The program focused on a core set of 15 yoga postures widely used in Hatha yoga practice, including active postures to engage the pelvic floor and passive postures to promote relaxation (Appendix A). The resulting program was designed to maximize awareness and control of the pelvic floor, reduce underlying stress and anxiety, and improve overall physical function, while still being feasible for women with mild-to-moderate mobility limitations, as well as grounded in techniques common to Iyengar yoga at large.
During each intervention wave, participants engaged in twice weekly 90-minute group classes with an average of 6 to 8 students, led by an instructor who had undergone study-specific training with the study’s yoga consultants. The instructor followed a study-specific guide to introduce participants to yoga postures and called attention to ways in which postures could improve pelvic floor function, while guiding women in adapting postures and using props to accommodate physical limitations as needed.
In addition to attending group classes, participants were asked to practice yoga at home at least one additional hour per week. Women were also given a written manual that included pictures and descriptions of each yoga posture to guide them in home practice, as well as a yoga mat, belt, and two blocks for home practice.
Stretching/strengthening control program
Women randomized to the control group took part in a non-specific muscle stretching and strengthening program designed to provide a rigorous time-and-attention control for the yoga program. Exercises were adapted from those used in a prior trial of yoga for metabolic syndrome and were designed to avoid engaging the pelvic floor or promoting mindful relaxation.47
Similar to the yoga program, the control program consisted of a series of twice weekly 90-minute group classes, led by an instructor who had undergone training with the study’s physical therapy consultant. Control group participants were also instructed to practice exercises at home at least an hour per week using a written manual and received stretch straps, resistance bands, and a mat to use at home.
Feasibility, safety, and efficacy measures
Feasibility was evaluated through assessment of adherence as well as self-reported and observed success in learning to practice yoga. Adherence to intervention classes was documented by instructors using attendance logs. Adherence to home practice was documented by participants in home logs that included the dates and times of practice. At the end of each intervention program, participants were asked to rate their confidence in performing each of the postures/exercises featured in their program (extremely, very, moderately, somewhat, and not at all confident). During the last week of class, a study expert consultant observed each participant in attendance and rated her success in performing postures/exercises (extremely, very, moderately, somewhat, and not at all successful).
Safety and tolerability were assessed by asking participants about any negative changes in their health at each follow-up visit or phone call, which were documented as adverse events. At the end of the intervention programs, participants were also asked to indicate how easy it would be to continue practicing their assignment intervention (extremely, very, moderately, somewhat, and not at all easy).
==================================================
**Activity:**
Please list every item that, according to the passage on the yoga trial, women in the yoga program were given for home practice. The records are separate material and are not part of the trial text.

[Extracted records]
==================================================
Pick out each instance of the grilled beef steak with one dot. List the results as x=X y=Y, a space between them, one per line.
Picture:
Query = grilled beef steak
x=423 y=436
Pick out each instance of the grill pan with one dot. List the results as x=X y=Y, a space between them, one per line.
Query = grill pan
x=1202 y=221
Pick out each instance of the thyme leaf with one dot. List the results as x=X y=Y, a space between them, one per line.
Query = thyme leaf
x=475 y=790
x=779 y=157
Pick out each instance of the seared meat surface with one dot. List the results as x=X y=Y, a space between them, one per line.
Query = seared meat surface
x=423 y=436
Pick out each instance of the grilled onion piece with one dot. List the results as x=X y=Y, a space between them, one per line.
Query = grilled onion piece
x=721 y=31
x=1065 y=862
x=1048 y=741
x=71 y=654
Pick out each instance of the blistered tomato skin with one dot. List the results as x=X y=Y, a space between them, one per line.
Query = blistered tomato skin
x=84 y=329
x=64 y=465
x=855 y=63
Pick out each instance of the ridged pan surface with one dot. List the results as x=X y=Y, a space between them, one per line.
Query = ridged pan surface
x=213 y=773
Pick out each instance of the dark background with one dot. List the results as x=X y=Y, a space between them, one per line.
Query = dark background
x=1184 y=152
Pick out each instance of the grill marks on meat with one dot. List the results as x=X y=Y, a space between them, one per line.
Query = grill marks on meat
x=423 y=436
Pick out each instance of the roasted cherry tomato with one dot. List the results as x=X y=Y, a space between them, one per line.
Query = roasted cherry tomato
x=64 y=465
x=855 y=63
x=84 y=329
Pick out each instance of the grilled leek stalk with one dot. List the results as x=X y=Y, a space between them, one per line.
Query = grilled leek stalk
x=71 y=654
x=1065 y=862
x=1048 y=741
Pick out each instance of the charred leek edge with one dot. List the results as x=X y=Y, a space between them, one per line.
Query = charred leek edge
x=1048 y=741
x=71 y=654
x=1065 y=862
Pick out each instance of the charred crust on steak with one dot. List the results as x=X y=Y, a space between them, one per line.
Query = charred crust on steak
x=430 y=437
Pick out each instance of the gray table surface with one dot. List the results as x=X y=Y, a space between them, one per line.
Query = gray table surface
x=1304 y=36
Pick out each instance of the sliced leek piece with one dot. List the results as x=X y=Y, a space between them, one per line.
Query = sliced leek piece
==================================================
**Solved problem:**
- A written manual with pictures and descriptions of each yoga posture
- A yoga mat
- A belt
- Two blocks